Stated exercise:
Output the line containing "form: [378, 22]." and all subsequent lines of the listing below, copied exactly, with no other lines.

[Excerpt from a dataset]
━━━━━━━━━━━━━━━━

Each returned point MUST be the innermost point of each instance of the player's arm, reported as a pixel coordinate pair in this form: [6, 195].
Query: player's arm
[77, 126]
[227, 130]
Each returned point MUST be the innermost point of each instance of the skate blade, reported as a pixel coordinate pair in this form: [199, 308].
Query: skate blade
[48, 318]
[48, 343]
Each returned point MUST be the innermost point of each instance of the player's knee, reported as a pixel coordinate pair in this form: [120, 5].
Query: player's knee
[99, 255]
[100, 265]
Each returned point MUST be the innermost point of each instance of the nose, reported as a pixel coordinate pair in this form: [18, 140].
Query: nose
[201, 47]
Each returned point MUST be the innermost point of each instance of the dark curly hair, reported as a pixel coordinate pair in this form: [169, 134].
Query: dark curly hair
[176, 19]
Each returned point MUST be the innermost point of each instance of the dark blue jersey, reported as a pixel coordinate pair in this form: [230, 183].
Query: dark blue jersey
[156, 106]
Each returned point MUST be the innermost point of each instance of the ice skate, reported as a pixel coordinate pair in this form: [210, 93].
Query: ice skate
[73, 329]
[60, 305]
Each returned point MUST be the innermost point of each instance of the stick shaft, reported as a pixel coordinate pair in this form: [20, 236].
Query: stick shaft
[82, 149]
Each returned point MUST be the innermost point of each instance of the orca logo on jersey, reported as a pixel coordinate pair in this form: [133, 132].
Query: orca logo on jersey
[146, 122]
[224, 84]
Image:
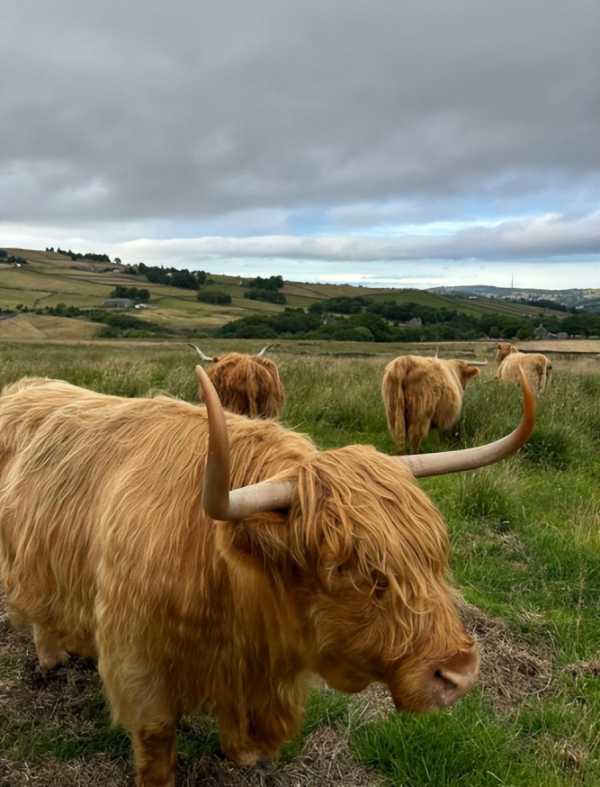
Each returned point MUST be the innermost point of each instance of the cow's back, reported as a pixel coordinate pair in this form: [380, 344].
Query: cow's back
[534, 365]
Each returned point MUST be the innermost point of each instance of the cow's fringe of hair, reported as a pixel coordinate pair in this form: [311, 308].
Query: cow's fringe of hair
[248, 385]
[103, 541]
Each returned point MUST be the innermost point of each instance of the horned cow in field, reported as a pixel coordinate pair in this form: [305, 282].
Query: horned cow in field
[421, 393]
[246, 384]
[537, 367]
[331, 562]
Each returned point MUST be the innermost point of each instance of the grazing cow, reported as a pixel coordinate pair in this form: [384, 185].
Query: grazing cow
[536, 366]
[421, 393]
[247, 384]
[120, 539]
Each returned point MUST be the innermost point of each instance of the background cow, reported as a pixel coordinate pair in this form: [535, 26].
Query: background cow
[421, 393]
[537, 367]
[331, 562]
[247, 384]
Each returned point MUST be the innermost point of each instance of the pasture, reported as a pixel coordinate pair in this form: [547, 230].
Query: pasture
[525, 556]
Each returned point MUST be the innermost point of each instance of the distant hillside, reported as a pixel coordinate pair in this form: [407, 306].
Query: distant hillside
[572, 298]
[50, 279]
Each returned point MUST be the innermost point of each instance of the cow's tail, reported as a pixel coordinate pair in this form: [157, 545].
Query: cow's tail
[392, 391]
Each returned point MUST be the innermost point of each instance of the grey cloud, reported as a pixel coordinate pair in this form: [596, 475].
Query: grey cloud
[192, 112]
[532, 239]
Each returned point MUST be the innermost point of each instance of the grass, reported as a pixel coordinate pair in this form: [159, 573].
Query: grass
[525, 539]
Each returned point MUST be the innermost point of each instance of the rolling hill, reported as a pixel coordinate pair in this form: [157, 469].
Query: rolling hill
[48, 279]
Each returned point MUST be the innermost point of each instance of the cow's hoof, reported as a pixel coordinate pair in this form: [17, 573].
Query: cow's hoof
[48, 661]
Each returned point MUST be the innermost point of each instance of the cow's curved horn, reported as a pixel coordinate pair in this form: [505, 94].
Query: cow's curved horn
[201, 354]
[217, 500]
[264, 350]
[423, 465]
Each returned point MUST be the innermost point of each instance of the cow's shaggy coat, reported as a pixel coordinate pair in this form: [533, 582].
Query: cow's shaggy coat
[106, 551]
[248, 385]
[537, 367]
[421, 393]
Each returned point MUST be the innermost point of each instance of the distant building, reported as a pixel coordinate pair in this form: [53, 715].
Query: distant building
[541, 333]
[118, 303]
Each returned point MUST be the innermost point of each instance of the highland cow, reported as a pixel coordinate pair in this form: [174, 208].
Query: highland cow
[120, 539]
[421, 393]
[536, 366]
[247, 384]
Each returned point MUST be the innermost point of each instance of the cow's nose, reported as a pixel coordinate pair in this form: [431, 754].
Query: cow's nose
[454, 677]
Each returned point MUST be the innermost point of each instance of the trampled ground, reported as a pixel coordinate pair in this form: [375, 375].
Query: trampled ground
[525, 555]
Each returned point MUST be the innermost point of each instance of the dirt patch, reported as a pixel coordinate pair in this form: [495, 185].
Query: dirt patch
[512, 671]
[584, 669]
[325, 760]
[99, 771]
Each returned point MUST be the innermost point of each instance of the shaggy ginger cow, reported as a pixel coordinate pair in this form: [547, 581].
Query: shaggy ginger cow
[537, 367]
[246, 384]
[421, 393]
[120, 539]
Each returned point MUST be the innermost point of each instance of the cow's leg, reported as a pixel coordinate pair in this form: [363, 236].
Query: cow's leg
[257, 734]
[48, 648]
[234, 735]
[154, 754]
[418, 431]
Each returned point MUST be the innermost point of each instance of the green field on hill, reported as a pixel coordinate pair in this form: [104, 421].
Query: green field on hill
[49, 279]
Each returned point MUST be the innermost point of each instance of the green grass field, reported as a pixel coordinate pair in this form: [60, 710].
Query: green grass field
[525, 555]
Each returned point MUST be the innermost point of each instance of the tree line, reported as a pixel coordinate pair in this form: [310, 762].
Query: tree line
[360, 319]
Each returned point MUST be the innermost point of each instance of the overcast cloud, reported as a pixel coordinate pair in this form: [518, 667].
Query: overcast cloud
[344, 133]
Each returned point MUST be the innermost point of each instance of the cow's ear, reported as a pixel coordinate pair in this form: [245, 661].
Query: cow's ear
[260, 541]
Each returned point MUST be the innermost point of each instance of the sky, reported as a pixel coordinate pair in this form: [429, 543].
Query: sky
[417, 143]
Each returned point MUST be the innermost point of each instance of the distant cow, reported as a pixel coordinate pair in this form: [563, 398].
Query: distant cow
[247, 384]
[421, 393]
[330, 562]
[536, 366]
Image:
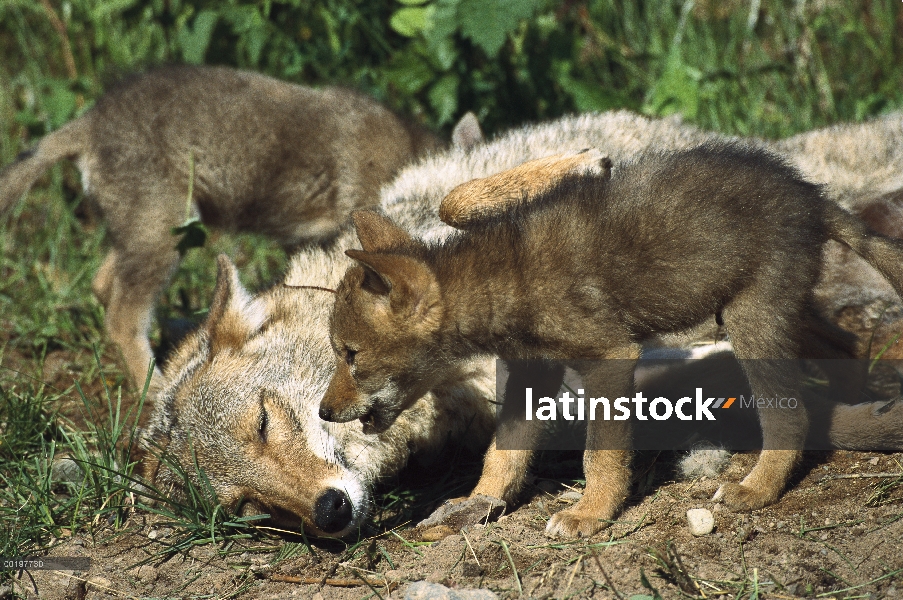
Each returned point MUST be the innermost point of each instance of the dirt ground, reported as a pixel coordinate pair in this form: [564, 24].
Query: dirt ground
[829, 532]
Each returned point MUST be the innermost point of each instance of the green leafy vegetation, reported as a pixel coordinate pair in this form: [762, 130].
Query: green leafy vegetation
[765, 68]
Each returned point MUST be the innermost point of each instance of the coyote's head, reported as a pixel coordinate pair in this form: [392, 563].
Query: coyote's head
[241, 398]
[230, 404]
[383, 329]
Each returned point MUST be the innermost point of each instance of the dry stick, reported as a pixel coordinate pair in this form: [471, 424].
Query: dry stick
[861, 476]
[520, 590]
[334, 582]
[60, 27]
[308, 287]
[108, 590]
[611, 585]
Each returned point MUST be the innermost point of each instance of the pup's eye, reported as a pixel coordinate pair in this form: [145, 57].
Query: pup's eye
[262, 426]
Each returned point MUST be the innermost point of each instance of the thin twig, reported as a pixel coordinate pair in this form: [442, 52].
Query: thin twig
[60, 27]
[308, 287]
[520, 590]
[608, 580]
[861, 476]
[334, 582]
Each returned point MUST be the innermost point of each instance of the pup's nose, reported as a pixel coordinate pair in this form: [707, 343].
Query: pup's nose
[332, 511]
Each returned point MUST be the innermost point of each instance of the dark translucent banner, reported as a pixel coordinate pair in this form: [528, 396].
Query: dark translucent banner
[674, 404]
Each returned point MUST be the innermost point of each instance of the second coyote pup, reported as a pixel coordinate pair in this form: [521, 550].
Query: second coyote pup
[270, 157]
[273, 352]
[589, 270]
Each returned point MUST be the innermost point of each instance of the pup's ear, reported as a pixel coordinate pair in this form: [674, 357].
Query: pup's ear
[378, 233]
[408, 283]
[467, 132]
[234, 314]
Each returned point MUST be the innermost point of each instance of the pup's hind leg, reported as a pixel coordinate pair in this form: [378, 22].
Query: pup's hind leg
[504, 471]
[764, 326]
[606, 462]
[132, 278]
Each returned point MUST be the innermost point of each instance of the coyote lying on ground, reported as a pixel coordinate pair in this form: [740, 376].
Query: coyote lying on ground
[266, 156]
[276, 357]
[588, 271]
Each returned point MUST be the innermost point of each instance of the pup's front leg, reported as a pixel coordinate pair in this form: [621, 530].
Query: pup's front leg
[783, 436]
[606, 462]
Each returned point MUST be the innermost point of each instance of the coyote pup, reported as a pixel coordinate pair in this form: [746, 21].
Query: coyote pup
[269, 157]
[589, 270]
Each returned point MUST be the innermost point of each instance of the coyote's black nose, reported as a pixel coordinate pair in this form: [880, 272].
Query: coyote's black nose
[332, 511]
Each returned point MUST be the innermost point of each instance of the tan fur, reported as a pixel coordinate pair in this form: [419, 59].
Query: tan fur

━━━━━━━━━━━━━━━━

Solution for this problem:
Each returned point MUST be the innermost point of each instance of the pup's hind leg, reported as a pixel coordinate pair in this form: [378, 22].
Query: pup's hind leg
[504, 471]
[764, 326]
[606, 462]
[132, 278]
Each returned point MUST be the innermost point of each instance of the coyote lying on ground, reported as a pixel coordinate pair in this form: [740, 376].
Query: coyote lying on ground
[266, 156]
[276, 357]
[588, 271]
Each returned point MUST be the innermost point of each instance of the pup's front leg, reported as a pixel coordinate pair in this form: [621, 530].
Query: pup's front leg
[783, 436]
[606, 462]
Each returned point MUST be the innermost point of each instance of the coyote pup, reported as a pixel coordinate pair in this form: [746, 21].
Query: coyote pup
[269, 157]
[589, 270]
Each returned point MUST be the innermost point of each instance of the coyote's black nose, reported as a pixel coordinate pair in this form: [880, 272].
Query: coyote's black nose
[332, 511]
Each returned point MUST be the innermost point of each instance of the tan fur, reported as a pixel coordinate pair in this form: [419, 59].
Query: tan fur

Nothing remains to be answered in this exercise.